WHAT THE TASK REQUIRES — Write back each entry precisely as it is given.

EXCERPTED RECORDS —
########################################

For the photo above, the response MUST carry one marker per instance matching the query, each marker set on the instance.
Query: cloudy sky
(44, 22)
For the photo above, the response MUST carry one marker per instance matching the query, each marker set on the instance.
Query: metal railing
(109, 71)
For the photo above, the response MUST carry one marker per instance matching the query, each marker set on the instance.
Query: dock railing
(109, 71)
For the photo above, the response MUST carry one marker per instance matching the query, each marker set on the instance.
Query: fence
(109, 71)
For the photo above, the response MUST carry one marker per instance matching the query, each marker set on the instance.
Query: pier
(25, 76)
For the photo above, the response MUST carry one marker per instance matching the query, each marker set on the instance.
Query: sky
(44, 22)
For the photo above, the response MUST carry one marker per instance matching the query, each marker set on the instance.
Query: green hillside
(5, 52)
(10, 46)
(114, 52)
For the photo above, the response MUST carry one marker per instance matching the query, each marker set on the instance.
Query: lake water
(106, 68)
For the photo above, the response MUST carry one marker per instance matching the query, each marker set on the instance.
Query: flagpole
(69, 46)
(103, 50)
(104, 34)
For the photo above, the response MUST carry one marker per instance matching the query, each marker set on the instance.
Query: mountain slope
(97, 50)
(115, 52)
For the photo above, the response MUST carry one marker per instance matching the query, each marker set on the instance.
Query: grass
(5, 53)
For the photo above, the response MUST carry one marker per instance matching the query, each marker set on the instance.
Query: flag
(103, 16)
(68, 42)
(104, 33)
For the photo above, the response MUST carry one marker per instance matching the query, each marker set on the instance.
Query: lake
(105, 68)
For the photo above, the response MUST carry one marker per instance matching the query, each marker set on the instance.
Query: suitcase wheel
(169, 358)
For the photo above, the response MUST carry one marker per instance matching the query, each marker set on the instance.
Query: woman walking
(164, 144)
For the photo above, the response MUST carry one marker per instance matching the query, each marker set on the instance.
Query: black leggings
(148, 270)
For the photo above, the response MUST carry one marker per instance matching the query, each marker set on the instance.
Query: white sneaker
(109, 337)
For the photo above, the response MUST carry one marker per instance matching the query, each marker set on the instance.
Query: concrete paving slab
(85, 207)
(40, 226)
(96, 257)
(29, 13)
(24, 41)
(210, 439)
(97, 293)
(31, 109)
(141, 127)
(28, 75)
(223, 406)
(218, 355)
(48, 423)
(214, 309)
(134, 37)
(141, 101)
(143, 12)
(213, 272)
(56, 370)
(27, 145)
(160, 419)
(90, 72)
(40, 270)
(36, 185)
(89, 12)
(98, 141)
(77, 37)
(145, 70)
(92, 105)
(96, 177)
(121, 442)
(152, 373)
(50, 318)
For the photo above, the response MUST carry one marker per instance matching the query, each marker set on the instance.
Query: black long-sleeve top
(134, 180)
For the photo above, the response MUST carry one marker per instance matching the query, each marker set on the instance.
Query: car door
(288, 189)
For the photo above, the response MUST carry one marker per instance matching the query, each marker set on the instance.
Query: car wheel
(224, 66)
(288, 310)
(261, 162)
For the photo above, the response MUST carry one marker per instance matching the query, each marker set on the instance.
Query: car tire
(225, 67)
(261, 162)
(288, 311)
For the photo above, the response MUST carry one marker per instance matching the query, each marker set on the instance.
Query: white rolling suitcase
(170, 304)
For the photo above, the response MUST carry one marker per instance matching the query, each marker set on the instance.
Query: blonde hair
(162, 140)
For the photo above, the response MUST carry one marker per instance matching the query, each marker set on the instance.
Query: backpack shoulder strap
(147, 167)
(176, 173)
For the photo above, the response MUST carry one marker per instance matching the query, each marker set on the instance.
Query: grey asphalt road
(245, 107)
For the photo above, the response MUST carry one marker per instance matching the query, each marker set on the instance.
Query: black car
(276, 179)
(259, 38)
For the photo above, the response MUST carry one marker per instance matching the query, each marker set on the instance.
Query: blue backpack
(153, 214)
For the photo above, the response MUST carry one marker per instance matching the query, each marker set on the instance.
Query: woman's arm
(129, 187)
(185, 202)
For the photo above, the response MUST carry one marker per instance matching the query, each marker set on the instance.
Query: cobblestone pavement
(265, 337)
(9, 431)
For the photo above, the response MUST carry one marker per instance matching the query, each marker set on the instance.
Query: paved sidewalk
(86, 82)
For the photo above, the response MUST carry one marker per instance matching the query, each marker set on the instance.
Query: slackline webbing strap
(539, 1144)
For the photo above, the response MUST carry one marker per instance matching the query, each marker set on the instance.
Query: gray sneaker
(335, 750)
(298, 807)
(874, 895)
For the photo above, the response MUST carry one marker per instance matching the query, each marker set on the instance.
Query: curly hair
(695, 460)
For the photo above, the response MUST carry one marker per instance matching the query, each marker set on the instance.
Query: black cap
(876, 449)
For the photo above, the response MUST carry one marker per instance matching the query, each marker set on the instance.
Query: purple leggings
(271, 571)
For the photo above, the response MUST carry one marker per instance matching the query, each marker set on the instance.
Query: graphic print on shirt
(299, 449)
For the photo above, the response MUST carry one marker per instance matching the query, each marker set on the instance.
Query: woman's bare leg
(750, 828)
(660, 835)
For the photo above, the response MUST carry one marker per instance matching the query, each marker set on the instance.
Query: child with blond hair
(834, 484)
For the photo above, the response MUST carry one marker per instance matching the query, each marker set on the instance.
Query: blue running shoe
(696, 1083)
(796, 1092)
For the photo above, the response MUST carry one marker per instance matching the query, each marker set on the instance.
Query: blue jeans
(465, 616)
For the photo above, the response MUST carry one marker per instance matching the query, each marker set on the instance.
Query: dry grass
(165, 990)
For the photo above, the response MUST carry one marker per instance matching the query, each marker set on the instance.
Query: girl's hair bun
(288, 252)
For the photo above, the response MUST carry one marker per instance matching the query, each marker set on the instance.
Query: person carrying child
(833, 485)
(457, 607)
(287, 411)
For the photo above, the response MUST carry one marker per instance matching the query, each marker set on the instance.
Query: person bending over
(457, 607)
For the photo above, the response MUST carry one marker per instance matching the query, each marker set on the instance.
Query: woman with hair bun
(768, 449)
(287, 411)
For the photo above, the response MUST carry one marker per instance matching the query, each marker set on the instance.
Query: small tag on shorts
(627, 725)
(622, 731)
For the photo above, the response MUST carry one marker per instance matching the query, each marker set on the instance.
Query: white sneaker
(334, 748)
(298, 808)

########################################

RESPONSE TO THIS EXERCISE —
For the photo above, the response MUST carry one marker per instance matching the query, each marker set on the instance.
Query: cloudy sky
(44, 22)
For the photo above, the response MUST carry one marker per instance matching the query, each marker set on the instance.
Query: metal railing
(109, 71)
For the photo above, the response MUST carry one marker per instance matching the query, each marker set on the instance.
Query: dock railing
(109, 71)
For the photo above, the response MUST carry one marker per instance matching the query, each marker set on the instance.
Query: fence
(109, 71)
For the photo above, the response MUST carry one marker per instance matching the query, each marker set on the instance.
Query: pier
(25, 76)
For the photo above, the response MUST carry one marker per instance matching the query, each marker set on the instance.
Query: sky
(44, 22)
For the photo above, the response MUST carry one marker per instance matching the query, each marker set on the instance.
Query: green hillside
(5, 52)
(10, 46)
(114, 52)
For the photo above, the response MUST carry one marker per instance matching the query, each marker set on the instance.
Query: lake water
(106, 68)
For the photo above, the response MUST carry one marker per instance matching the query, each marker set on the instance.
Query: flagpole
(69, 46)
(103, 50)
(104, 34)
For the photo above, the response MUST carry one marker per instance matching the query, each marker set on the instance.
Query: mountain slope
(97, 50)
(115, 52)
For the photo above, the response MUST carry one marker per instance matching the query, each marker set on the instance.
Query: grass
(5, 53)
For the photo above, the response MUST carry one marker per instance matching the query, each marker set on the instance.
Query: flag
(103, 16)
(68, 42)
(104, 33)
For the photo above, the response MUST carry one marker per instance matching the query, each marker set on the instance.
Query: lake
(105, 68)
For the photo above, the response MUST carry one marker per instance matching the query, each marker set on the instance.
Query: suitcase wheel
(169, 358)
For the photo above, the response MUST carry one marker per instance matching the query, each marker set on the instance.
Query: woman walking
(164, 144)
For the photo above, the response MUST carry one marker per instance matching the query, each marker set on the instance.
Query: black leggings
(148, 270)
For the photo above, the response MUST carry one marker per instance matching the query, each marker set on the instance.
Query: white sneaker
(109, 337)
For the photo above, the response MUST carry one marker per instance matching the query, each marker set on the instance.
Query: concrete paving slab
(85, 207)
(40, 226)
(96, 257)
(29, 13)
(24, 41)
(210, 439)
(97, 293)
(31, 109)
(141, 127)
(28, 75)
(223, 406)
(218, 355)
(48, 423)
(214, 309)
(134, 37)
(141, 101)
(143, 12)
(213, 272)
(56, 370)
(27, 145)
(160, 419)
(90, 72)
(40, 270)
(36, 185)
(89, 12)
(98, 141)
(77, 37)
(145, 70)
(92, 105)
(96, 177)
(121, 442)
(152, 373)
(50, 318)
For the photo above, the response MUST carry one marker per instance matching the query, each marker set on the instance.
Query: black long-sleeve top
(134, 180)
For the photo above, the response MUST carry one marker per instance matching the query, each marker set on the instance.
Query: car door
(288, 189)
For the photo above, the response MUST carry one marker per instance matching the query, each marker set on the instance.
Query: car wheel
(224, 66)
(288, 310)
(261, 162)
For the photo above, the response MUST carry one marker per instance matching the query, each marker set on the instance.
Query: car tire
(225, 67)
(261, 162)
(288, 311)
For the photo above, the response MUST carry one marker per instance matching the query, each marker set on the instance.
Query: white rolling suitcase
(170, 304)
For the photo above, the response MUST carry one marker per instance matching the query, each marker set on the instance.
Query: blonde hair
(162, 140)
For the photo above, the response MUST carry one marker per instance matching the query, each marker set on the instance.
Query: backpack shoulder strap
(147, 167)
(176, 173)
For the photo above, the response MUST carry one marker per instance matching the query, each marker set on the instance.
Query: grey asphalt road
(245, 107)
For the photo above, the response MUST carry one marker per instance matching the query, each marker set on the instance.
Query: black car
(276, 179)
(259, 38)
For the photo above, the response MUST carry one marker per instance matching the query, each marker set on the instance.
Query: blue backpack
(153, 214)
For the photo above, the response MUST carry one marker per instance matching the query, each marker set on the instance.
Query: woman's arm
(129, 187)
(185, 202)
For the photo above, the response MUST carry one marker per instance matching the query, each marker set on the instance.
Query: cobblestone pavement
(265, 337)
(9, 431)
For the photo above, the response MUST carry one marker per instance matching the query, each marker set on the instance.
Query: paved sidewalk
(86, 82)
For the photo above, the response MUST carry one marker per instance matching the query, each marker set on the instance.
Query: slackline webbing strap
(539, 1144)
For the photo above, the response MUST carry one marker per instance matching the query, each marker set on the instance.
Query: gray sneaker
(335, 750)
(298, 807)
(874, 895)
For the photo above, the response MUST carry one marker per instance matching the query, each marker set on the instance.
Query: curly hair
(695, 460)
For the photo above, the response MUST carry one marker per instance matching the query, each marker set on the instance.
Query: black cap
(876, 449)
For the photo above, the response MUST carry one marker per instance matching the query, each marker set on the instance.
Query: purple leggings
(271, 571)
For the photo above, the response MUST carry one marker per instance matching the query, each marker set on the instance.
Query: graphic print on shirt
(299, 449)
For the photo above, the response MUST carry one marker per instance matching the query, each marker set on the instance.
Query: woman's bare leg
(750, 828)
(660, 835)
For the photo above, the response MUST carry one marker per instance matching the query, each marker set on the instance.
Query: child with blond hair
(834, 484)
For the photo above, the response MUST carry one marker per instance matching the query, each marker set on the instance.
Query: blue running shoe
(696, 1083)
(796, 1092)
For the photo above, the response MUST carry one marker per instance matching the query, each marker set on the instance.
Query: blue jeans
(465, 616)
For the photo above, the response MUST carry one marker per instance matching the query, each marker set on the instance.
Query: dry grass
(165, 990)
For the photo above, the response MUST carry one marker per instance matching the query, each marker set on the instance.
Query: girl's hair bun
(288, 252)
For the photo above, the response MUST carry one marker per instance matching the query, each marker set on the instance.
Query: person carrying child
(833, 485)
(457, 607)
(287, 411)
For the photo above, the response MUST carry one marker per instance matching the query, each marker set on the instance.
Query: person bending over
(457, 607)
For the photo above, the response MUST carry one marker per instance matching the query, each marker set on the instance.
Query: woman with hair bun
(768, 449)
(287, 411)
For the photo above, the response MUST carry one marker per instance matching the query, each marker set on the instance.
Query: small tag on shorts
(627, 725)
(622, 731)
For the photo above, the response MUST carry one marker per instance matching the query, each marker set on the instance.
Query: white sneaker
(334, 748)
(298, 808)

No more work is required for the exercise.